Problem statement — Copy out the data below verbatim.

[BEGIN]

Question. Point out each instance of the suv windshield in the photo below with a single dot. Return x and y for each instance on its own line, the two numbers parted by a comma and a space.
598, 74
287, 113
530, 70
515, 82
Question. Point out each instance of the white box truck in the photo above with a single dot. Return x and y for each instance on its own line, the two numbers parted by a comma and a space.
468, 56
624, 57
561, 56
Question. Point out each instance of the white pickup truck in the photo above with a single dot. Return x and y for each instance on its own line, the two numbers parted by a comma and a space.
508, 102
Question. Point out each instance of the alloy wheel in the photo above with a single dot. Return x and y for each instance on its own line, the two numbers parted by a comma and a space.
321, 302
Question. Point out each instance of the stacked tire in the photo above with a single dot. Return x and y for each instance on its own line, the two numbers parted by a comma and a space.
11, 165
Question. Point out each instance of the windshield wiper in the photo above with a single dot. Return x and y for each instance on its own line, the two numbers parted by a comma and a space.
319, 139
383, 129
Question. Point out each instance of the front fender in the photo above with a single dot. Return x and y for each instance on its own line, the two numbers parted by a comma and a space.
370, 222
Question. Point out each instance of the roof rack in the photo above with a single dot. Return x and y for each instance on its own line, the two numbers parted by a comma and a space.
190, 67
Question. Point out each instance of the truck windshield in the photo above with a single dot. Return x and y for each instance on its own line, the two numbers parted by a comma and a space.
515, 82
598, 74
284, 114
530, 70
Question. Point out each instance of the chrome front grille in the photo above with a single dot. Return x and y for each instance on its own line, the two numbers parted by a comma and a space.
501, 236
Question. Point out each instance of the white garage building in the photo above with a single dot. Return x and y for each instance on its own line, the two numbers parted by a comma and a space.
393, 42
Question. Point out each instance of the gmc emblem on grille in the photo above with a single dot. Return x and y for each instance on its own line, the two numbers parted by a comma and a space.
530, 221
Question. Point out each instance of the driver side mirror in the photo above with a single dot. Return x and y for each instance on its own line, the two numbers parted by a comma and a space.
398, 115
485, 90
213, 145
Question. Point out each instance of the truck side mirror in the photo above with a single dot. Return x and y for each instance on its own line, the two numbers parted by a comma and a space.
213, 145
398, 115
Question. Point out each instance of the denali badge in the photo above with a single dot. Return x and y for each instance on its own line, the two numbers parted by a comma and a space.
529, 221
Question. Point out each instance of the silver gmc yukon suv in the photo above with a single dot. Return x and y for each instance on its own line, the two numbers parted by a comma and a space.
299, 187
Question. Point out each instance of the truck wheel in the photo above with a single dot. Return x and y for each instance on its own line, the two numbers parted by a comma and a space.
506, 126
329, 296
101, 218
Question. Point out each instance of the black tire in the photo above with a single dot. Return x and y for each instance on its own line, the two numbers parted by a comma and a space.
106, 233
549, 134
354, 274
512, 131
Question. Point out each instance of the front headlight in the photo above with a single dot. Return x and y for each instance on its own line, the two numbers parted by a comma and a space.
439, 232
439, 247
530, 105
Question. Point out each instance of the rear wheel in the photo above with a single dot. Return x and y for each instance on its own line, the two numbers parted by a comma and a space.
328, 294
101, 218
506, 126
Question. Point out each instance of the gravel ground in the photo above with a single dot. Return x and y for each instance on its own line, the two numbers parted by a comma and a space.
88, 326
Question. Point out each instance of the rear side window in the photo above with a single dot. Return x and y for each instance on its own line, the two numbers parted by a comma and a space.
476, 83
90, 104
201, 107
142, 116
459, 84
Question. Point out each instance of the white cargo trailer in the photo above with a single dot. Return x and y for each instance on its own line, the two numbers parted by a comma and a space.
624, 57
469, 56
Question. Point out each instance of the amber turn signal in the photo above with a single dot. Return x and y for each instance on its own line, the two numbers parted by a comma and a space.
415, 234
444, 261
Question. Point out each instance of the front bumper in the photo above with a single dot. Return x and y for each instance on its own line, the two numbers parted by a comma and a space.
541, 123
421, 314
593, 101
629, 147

[END]

Expected answer —
Question. Point out each instance of the suv windshield in the photo below with a single dot. Return x and y for each instance on its own line, the two numbers parted by a comma and a space.
598, 74
287, 113
530, 70
515, 82
Question. Point out each instance of the white box truck in the photo above with a single dot. Return x and y for each instance on its own line, the two numbers parted by a comma and a space.
468, 56
624, 57
561, 56
Question. Point out each instance of the white pickup truck in the photo above with a single dot. Return x and y for each instance on its own line, the two numbers parted by a comma and a space.
508, 102
Question. Point out each instance of the alloy wheel in the photo above with a single dot. Return x and y for each instance on its own line, the two numbers parted by a comma and a space.
321, 302
Question. Point out each instance of the stacked tire in the photo above with a single dot. Return x and y for each instance on its own line, the two numbers parted by a comma and a space.
11, 165
Question. Point out each instance of the windshield wiper in the photo above with a single dot. Return x and y for each instance on its own line, the two numbers parted by a comma and a space.
319, 139
383, 129
Question. Point out each instance of the front fender in the photo above with a single dot. Return x and y for each instance on its own line, the two numbers parted by a comma and a space.
370, 222
Question. Point out each instance of the roof rack in the photo above with a single dot. Return x and y for each instance on its own line, the two numbers parted by a comma and a space.
190, 67
Question. Point out each instance of the truck windshield in the photo above with a single dot. Return x and y for each instance on its own line, the two numbers parted by a comma and a space.
515, 82
598, 74
284, 114
530, 70
Question. Point out each instance of the chrome front grille in the photo above with a single dot. Return x and y for each instance on its own line, the two numbers parted by a comma and a space.
501, 236
Question. Point out each instance of the white garage building in the photo above with a single dot. Return x and y for each instance on its own line, the two numbers parted by a comma and a space.
393, 42
Question. Point out each instance of the gmc emblem on grille in the photo above with a single dot. Return x and y for each instance on its own line, the two numbers parted by a comma and a space.
530, 221
Question. Point out each instance of the driver side mirror in the photo above with a single dot. Return x and y for each instance on its own line, the two numbers parted by a comma and a space.
398, 115
485, 90
213, 145
Question. Point out each instance of the truck side mirror in the photo above with a single dot. Return x and y for each instance on its own line, the two numbers parted by a comma and a space.
213, 145
398, 115
Question. Point out each instance of the denali badge in the photo above with a single dot. Return x and y for each instance on its own line, the two numbers parted by a comma and a space.
529, 221
Question. Point out each instance of the silver gmc yukon suv in the photo above with a single dot. Return x and y for each instance on its own line, the two numbers parted by a comma and a space.
299, 187
Question. Point out each instance of the truck wheel in the photo above with a single dot. Return x and y for each instance on its own line, the two numbers parted by a comma and a space.
506, 126
329, 296
101, 218
Question. Point out each instance of the black tire in the photo above with a single dot. Return x and y for each instance on its own line, the two numbers parted by a comma and a space.
106, 233
549, 134
354, 274
512, 131
Question. Point out each instance of the front headlight in the photo above with a single dot. Return x and y for each instance on its own line, the two numbers parted by a comma and a space.
439, 232
439, 247
530, 105
Question. Point out each instance of the rear wheel in the photo above with a single dot. Return x and y for each instance on its own line, the two numbers parted by a comma and a space.
328, 294
101, 218
506, 126
Question. Point out each instance of the gravel ground in the photo above with a single dot. Return x and y for each instance on its own line, the two numbers parted by a comma and a space.
88, 326
Question. Point out each instance of the rear side window in the photo above with a single dot. Return x and y for each instance on its own line, the two numbers parted by a comma and a space.
476, 83
90, 104
201, 107
142, 116
459, 84
Question. Point out each instance of the white cargo trailer in the photo above with a single dot. Return x and y for each instance on its own line, the two numbers parted by a comma and a space.
624, 57
469, 56
Question. Point out each instance of the amber turn signal in the photo above with a single dot. Return x and y for each instance on its own line, the two numbers parted by a comma and a space.
415, 234
444, 261
Question. Point out each instance of the front bumper in the photo above with a single dot. Return x and y for each instance on its own line, the two numbers parted by a comma and a space.
541, 123
421, 314
593, 101
629, 147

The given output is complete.